### WRITTEN PROBLEM 1
Answer the following questions using the capacitor thread below.
(a) For how many years has the first poster been modding and repairing amps?
(b) What kind of cap did suttree put in a tele?
(c) What ended up being the winner for tone in one amp, according to Geek?
### WRITTEN PROBLEM 2
Extract, word for word, the passage of the capacitor thread below from "caps for guitar" to "(Jun 5, 2007)".
### WRITTEN PROBLEM 3
List every distinct username that appears in a post heading of the capacitor thread below.

### TEXT EXTRACT
..............................
# orange drop and tropical fish capacitors



## Guest (Jan 29, 2008)

I'm amazed at how players get fished into the notion that Sprague orange and older tropical fish looking capacitors are better sounding than capacitors manufactured today. I've been modding and repairing amps for 25 years now and trust me and my Sencore capacitor checker, capacitors manufactured in this day and age are by far superior. Certain types love to propagate myths about components and the like to sell off their antiquated stock and reap a pretty penny doing it. Ebay is full of them. I especially get a chuckle at how some amp companies go as far as to use caps with their company name stamped on them leading the owner to believe that the caps were manufactured by the amp builder and are necessary to achieve that "sound".


----------



## Scottone (Feb 10, 2006)

konasexone said:


> I'm amazed at how players get fished into the notion that Sprague orange and older tropical fish looking capacitors are better sounding than capacitors manufactured today. I've been modding and repairing amps for 25 years now and trust me and my Sencore capacitor checker, capacitors manufactured in this day and age are by far superior. Certain types love to propagate myths about components and the like to sell off their antiquated stock and reap a pretty penny doing it. Ebay is full of them. Caps purchased at Mouser or Digi-key are cheaper and probably better than some joker's 30 year old stock. I especially get a chuckle at how some amp companies go as far as to use caps with their company name stamped on them leading the owner to believe that the caps were manufactured by the amp builder and are necessary to achieve that "sound".


But those tropical fish caps are so purty...

Well, there are a lot of folks with no electronics background building and modding amps now, so it's not hard to sucker them in with this kind of hype.


----------



## suttree (Aug 17, 2007)

i just put a vitamin q cap in my tele. i won't say it was night and day or anything, but to my ears, it did change the way the high to upper mids were rolled off... and i find it pleasing to my ears. this was from the standard fender orange cap, i'm less convinced there's any difference between higher end caps.


----------



## dwagar (Mar 6, 2006)

caps for guitar is a completely different animal than caps for an amp.

the stuff that makes old caps good for a guitar (drifting values, etc) can sound good in a guitar. Amp guys hate old bees, guitar guys love em.

I agree, for an amp, unless you are trying to keep something vintage, why would you buy old caps?


----------



## Geek (Jun 5, 2007)

Heh, when having a mate beta test guitar amps for me, the winner for tone in one amp ended up being a two cent ceramic disk 

*swings watch back and forth*

Unlearn HiFi for guitar amps *_*

Cheers!


----------



## Guest (Jan 29, 2008)

Here we go. First of all drift in a component is anything but desirable. It doesn't make anything sound better, it might certainly move a filter's corner frequency.
..............................
Point-based annotation data:

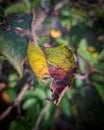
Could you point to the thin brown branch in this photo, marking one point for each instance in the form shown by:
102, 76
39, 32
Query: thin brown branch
40, 117
59, 5
18, 99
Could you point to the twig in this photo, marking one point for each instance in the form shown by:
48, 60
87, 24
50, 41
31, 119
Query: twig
60, 5
18, 99
40, 117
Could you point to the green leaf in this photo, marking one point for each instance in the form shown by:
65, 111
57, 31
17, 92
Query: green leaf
29, 103
12, 94
100, 90
12, 79
13, 46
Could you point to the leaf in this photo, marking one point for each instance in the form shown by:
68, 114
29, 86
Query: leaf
37, 61
61, 64
29, 103
11, 46
100, 90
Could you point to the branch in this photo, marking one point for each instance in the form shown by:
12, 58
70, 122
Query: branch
40, 117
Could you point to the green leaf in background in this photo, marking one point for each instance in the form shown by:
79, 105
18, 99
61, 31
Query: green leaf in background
20, 124
29, 103
100, 90
12, 80
13, 46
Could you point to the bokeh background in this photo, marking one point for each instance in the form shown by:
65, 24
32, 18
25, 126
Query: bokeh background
78, 24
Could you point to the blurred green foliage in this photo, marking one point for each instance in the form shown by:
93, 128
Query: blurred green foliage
81, 26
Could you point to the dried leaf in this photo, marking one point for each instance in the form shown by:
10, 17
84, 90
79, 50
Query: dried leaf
62, 66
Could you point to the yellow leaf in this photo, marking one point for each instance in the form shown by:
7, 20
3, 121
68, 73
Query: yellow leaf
55, 33
37, 61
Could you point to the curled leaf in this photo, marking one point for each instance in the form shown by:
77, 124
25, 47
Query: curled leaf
62, 66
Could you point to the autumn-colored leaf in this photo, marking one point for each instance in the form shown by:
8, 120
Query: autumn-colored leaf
62, 66
37, 61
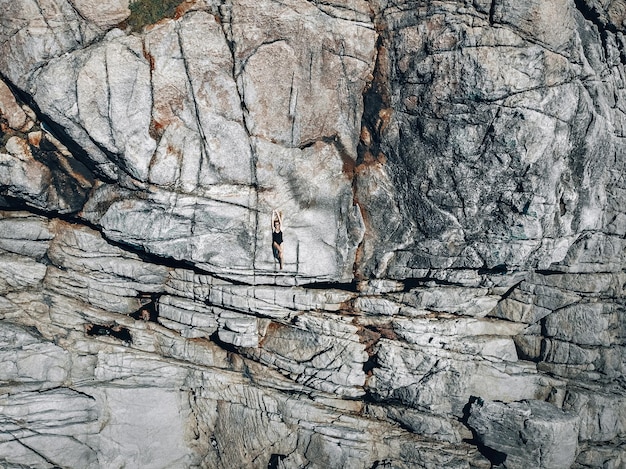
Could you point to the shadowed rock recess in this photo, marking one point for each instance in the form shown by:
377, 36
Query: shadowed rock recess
452, 180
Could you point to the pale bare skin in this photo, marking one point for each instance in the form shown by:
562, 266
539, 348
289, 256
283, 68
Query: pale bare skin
277, 225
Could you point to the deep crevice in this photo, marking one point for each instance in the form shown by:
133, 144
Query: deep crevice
58, 131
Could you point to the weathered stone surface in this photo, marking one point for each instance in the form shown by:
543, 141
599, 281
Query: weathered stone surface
528, 433
450, 176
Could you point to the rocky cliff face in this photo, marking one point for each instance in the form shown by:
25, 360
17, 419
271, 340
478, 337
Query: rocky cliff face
451, 176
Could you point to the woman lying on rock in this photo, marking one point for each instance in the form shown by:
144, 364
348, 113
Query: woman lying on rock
277, 237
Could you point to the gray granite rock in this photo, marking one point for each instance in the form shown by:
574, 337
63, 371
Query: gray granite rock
450, 176
528, 433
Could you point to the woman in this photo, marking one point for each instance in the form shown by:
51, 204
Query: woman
277, 237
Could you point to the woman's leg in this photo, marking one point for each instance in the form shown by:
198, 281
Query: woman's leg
278, 253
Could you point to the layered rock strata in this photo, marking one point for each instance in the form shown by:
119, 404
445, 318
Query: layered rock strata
451, 179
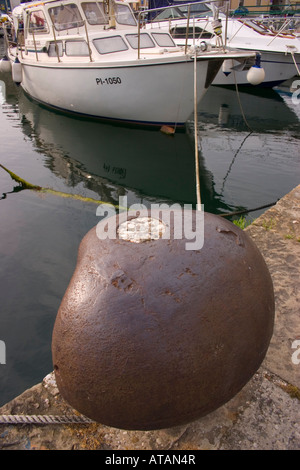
..............................
### SOLUTION 1
(a) 25 years
(b) A vitamin q cap
(c) A two cent ceramic disk

### SOLUTION 2
caps for guitar is a completely different animal than caps for an amp.

the stuff that makes old caps good for a guitar (drifting values, etc) can sound good in a guitar. Amp guys hate old bees, guitar guys love em.

I agree, for an amp, unless you are trying to keep something vintage, why would you buy old caps?


----------



## Geek (Jun 5, 2007)

### SOLUTION 3
Guest
Scottone
suttree
dwagar
Geek